Records drawn from a dataset:

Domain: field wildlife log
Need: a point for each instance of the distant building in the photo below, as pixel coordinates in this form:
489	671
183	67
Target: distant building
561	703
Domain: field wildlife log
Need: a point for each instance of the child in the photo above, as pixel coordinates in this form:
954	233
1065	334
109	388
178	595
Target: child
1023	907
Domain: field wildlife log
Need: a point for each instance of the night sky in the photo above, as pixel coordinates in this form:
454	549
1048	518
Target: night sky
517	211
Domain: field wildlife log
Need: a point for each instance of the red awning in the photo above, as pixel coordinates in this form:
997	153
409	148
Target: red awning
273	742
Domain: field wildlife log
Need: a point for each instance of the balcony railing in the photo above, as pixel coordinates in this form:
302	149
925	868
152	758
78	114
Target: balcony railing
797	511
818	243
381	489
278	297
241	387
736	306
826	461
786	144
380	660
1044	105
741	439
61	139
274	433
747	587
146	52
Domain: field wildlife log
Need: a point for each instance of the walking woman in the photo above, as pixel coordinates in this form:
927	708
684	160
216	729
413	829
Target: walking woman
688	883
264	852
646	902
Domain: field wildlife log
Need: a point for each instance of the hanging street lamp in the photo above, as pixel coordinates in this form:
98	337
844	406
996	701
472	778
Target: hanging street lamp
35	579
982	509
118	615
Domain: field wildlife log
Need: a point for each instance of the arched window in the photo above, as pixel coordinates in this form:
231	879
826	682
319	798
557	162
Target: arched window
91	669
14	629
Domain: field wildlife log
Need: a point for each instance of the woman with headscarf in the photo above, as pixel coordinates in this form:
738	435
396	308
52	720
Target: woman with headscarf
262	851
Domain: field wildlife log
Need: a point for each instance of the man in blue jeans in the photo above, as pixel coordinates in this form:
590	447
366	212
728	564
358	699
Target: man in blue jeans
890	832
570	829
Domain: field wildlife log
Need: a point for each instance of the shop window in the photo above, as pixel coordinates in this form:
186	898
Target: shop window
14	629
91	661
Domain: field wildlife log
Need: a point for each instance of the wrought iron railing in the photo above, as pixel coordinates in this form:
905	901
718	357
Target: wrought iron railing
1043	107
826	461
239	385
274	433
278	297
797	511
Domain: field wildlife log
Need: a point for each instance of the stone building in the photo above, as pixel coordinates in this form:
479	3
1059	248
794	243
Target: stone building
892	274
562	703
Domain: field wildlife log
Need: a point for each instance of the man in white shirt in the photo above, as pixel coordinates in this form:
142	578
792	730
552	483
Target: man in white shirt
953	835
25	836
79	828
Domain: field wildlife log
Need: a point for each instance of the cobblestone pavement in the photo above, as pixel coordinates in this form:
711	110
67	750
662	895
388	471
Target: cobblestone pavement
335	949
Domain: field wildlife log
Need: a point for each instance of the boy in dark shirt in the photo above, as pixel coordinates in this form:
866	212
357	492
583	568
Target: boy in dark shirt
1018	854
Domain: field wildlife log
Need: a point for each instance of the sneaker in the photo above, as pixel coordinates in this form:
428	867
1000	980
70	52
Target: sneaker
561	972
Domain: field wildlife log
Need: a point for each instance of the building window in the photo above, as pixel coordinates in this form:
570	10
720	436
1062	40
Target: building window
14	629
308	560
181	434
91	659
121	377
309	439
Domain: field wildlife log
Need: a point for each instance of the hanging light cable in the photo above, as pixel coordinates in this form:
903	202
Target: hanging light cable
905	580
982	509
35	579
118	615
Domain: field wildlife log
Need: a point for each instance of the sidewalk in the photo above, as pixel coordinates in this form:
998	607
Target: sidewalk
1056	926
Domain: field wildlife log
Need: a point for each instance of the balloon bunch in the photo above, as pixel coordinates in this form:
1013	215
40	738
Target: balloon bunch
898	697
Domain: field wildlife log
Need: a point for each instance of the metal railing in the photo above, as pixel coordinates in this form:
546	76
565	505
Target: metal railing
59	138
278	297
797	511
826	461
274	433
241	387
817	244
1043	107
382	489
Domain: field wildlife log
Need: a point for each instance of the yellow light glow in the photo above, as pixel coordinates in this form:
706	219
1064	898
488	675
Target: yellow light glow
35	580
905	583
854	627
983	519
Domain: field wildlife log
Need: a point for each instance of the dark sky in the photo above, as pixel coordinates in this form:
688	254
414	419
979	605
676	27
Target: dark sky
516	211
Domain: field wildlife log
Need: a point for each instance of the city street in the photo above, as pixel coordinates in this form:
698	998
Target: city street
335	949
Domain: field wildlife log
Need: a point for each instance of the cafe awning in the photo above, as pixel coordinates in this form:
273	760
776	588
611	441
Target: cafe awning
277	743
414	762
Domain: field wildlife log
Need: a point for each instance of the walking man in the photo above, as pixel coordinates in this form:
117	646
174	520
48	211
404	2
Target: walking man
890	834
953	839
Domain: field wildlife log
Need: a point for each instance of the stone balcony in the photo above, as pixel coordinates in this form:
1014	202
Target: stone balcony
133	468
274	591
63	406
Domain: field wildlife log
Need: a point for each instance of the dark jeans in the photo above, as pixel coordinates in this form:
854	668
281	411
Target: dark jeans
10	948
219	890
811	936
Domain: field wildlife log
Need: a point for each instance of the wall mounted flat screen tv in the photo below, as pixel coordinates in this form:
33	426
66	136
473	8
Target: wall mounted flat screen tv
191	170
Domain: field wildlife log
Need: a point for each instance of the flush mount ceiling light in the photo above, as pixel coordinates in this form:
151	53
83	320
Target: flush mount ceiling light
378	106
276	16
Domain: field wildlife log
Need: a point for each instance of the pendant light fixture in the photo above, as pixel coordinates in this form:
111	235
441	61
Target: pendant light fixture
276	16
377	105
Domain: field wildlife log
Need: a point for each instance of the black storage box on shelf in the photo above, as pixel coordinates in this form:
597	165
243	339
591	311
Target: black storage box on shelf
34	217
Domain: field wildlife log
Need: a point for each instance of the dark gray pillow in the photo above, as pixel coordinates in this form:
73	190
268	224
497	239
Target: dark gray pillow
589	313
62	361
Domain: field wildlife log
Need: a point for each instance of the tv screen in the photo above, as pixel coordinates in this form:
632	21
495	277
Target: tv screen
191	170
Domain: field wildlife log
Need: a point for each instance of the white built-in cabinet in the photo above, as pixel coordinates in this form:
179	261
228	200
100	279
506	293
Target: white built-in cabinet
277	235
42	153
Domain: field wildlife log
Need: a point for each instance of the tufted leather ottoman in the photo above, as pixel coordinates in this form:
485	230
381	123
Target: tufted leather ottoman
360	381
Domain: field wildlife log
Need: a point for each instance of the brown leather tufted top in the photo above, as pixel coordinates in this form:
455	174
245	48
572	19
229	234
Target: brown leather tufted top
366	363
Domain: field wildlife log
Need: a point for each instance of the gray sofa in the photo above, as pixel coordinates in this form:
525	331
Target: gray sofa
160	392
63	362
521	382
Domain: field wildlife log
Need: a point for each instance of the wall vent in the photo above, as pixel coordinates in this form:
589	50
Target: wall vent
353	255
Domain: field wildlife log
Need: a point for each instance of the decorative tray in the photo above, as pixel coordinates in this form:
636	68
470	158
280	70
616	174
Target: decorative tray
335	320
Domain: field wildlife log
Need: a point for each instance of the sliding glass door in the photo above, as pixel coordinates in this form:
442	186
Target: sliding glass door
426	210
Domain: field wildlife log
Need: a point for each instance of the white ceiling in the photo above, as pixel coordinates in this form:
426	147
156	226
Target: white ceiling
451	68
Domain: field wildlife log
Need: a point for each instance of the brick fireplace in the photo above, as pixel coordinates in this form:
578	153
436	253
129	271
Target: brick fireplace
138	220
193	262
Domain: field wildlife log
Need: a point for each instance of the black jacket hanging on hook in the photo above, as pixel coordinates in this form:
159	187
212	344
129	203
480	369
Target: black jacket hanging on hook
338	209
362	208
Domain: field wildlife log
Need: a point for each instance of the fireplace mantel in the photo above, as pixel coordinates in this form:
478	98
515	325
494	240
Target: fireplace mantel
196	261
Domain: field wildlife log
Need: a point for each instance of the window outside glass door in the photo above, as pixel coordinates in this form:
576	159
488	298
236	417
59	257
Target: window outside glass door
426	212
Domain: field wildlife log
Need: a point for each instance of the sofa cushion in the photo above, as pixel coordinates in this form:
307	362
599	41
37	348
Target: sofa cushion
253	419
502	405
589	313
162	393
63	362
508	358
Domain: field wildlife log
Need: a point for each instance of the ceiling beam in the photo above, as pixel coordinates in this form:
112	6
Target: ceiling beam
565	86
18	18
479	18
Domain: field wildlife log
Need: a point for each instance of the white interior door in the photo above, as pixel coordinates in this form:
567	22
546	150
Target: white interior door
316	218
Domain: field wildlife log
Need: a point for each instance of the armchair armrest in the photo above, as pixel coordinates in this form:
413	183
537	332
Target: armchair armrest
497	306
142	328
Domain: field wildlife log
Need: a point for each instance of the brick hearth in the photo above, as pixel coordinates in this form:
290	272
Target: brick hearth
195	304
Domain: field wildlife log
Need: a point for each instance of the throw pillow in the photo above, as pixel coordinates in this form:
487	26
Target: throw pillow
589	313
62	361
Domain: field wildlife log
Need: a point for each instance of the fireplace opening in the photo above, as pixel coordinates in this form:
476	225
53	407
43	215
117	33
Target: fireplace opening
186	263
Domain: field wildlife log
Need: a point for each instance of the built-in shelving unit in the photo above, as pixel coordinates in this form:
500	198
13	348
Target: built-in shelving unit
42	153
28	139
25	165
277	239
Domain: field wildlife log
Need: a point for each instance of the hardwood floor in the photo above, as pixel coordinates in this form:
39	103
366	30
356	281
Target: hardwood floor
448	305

Required action: Scan the records above for the string "below", then copy each line where it turns up.

The completed task:
Need: a point for each instance of the distant building in the photo below, as pixel coordinates in this form:
Need: a point for each instance of the wall mounted flat screen tv in the photo below, as pixel coordinates in this form:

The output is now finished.